Can you copy the forum post on text encodings word for word, from "It depends on" to "be a problem."?

* _QUOTED PASSAGE_:
(begin)

Encodings

Sun Apr 8 15:03:20 PDT 2012

On Sunday, April 08, 2012 23:36:23 Nathan M. Swan wrote:
> For most of the string processing I do, I read/write text in
> UTF-8 and convert it to UTF-32 for processing (with std.utf), so
> I don't have to worry about encoding. Is this a good or bad
> paradigm? Is there a better way to do this? What method do all of
> you use?
> 
> Just curious, NMS

It depends on what you're doing. Depending on the functions that you use and 
your memory requirements, UTF-8 may be faster or UTF-32 may be faster. UTF-32 
has the advantage of being a random-access range, which will make it work with 
a number of functions that UTF-8 won't work with. But UTF-32 also takes 
considerably more memory (especially if most of your characters are ASCII 
characters), which can be a problem.

I think that the most common thing is to just operate on UTF-8 unless another 
encoding is needed (e.g. UTF-32 is required because random-access is needed), 
and in plenty of cases, you end up operating on generic ranges anyway if you 
use range-based functions on strings and don't use std.array.array on them.

You're going to have to profile your code to see whether using UTF-8 or UTF-32 
primarily in your string-processing is more efficient.

- Jonathan M Davis

(end)

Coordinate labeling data
(begin)

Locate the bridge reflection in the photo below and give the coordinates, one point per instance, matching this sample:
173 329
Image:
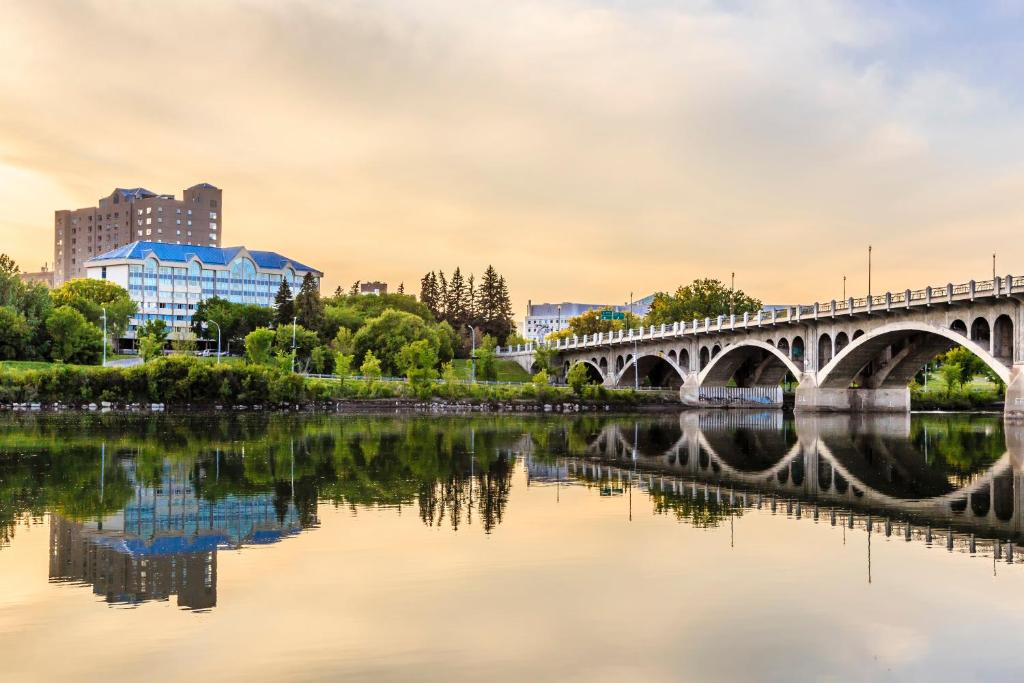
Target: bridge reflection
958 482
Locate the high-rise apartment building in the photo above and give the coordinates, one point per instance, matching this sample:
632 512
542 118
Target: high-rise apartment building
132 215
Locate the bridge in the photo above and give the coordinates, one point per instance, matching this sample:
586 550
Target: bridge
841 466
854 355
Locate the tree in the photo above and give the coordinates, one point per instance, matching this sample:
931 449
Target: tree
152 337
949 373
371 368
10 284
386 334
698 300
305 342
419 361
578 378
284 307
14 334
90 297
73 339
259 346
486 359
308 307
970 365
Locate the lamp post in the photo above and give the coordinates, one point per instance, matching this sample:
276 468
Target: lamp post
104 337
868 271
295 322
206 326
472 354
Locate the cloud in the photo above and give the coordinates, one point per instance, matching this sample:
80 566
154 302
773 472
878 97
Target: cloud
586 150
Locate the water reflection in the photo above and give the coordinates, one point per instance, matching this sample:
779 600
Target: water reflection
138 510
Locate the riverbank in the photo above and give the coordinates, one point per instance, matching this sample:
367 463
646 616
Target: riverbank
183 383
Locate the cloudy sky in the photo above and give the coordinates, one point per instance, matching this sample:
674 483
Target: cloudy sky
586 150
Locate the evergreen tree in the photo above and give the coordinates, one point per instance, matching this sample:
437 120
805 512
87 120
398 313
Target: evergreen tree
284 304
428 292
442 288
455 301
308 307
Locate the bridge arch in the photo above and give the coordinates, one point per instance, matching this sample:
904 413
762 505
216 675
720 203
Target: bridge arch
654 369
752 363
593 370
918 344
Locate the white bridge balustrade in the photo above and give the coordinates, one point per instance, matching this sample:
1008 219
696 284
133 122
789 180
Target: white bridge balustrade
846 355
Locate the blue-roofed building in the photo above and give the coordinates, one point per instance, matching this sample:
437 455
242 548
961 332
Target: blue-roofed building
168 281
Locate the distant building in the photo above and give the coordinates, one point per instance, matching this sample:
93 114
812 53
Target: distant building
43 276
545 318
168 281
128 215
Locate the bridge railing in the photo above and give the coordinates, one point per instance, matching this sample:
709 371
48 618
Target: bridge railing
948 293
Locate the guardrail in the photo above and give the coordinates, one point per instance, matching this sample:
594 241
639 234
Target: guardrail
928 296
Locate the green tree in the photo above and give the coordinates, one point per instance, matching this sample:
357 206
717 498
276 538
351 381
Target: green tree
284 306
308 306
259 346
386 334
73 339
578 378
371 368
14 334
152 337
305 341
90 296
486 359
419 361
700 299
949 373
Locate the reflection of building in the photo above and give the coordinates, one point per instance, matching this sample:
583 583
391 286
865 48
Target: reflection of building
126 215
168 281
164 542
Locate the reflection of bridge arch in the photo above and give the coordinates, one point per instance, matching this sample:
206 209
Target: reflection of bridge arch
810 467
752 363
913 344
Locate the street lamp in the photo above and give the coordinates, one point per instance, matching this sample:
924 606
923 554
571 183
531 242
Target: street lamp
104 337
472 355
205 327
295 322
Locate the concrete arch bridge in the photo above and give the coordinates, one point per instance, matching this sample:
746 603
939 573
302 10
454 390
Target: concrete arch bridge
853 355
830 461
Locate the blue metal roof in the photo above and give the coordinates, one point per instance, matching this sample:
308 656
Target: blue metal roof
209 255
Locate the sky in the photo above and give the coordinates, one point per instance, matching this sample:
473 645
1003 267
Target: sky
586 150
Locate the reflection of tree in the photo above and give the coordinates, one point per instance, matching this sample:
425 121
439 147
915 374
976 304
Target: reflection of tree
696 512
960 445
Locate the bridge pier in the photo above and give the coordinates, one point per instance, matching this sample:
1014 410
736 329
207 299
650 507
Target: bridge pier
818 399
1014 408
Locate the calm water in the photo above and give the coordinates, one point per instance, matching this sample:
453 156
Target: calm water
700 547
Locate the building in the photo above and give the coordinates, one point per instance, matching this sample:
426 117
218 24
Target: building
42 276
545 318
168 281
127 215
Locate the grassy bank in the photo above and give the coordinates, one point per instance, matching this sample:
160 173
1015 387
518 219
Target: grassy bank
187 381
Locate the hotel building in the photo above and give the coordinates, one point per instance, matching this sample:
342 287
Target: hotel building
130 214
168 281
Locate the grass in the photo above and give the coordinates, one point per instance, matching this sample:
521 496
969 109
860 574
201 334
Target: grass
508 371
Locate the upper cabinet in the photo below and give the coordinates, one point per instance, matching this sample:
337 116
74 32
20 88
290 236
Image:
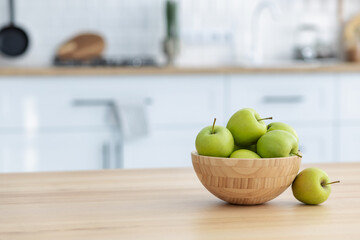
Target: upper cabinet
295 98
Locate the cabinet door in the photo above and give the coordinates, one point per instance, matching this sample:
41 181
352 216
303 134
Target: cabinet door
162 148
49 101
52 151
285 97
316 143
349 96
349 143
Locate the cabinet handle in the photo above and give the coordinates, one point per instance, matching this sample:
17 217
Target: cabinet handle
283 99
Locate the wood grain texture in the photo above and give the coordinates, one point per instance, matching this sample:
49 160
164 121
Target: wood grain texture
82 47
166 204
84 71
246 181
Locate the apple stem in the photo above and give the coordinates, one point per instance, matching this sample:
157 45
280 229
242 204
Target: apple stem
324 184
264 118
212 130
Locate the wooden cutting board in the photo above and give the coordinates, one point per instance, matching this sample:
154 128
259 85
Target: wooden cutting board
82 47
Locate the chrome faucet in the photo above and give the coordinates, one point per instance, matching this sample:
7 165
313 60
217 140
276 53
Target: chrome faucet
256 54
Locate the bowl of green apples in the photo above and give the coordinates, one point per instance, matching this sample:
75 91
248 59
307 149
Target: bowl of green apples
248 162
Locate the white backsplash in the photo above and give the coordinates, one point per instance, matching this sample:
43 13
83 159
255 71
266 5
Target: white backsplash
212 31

(end)

* _EXERCISE ANSWER_:
It depends on what you're doing. Depending on the functions that you use and 
your memory requirements, UTF-8 may be faster or UTF-32 may be faster. UTF-32 
has the advantage of being a random-access range, which will make it work with 
a number of functions that UTF-8 won't work with. But UTF-32 also takes 
considerably more memory (especially if most of your characters are ASCII 
characters), which can be a problem.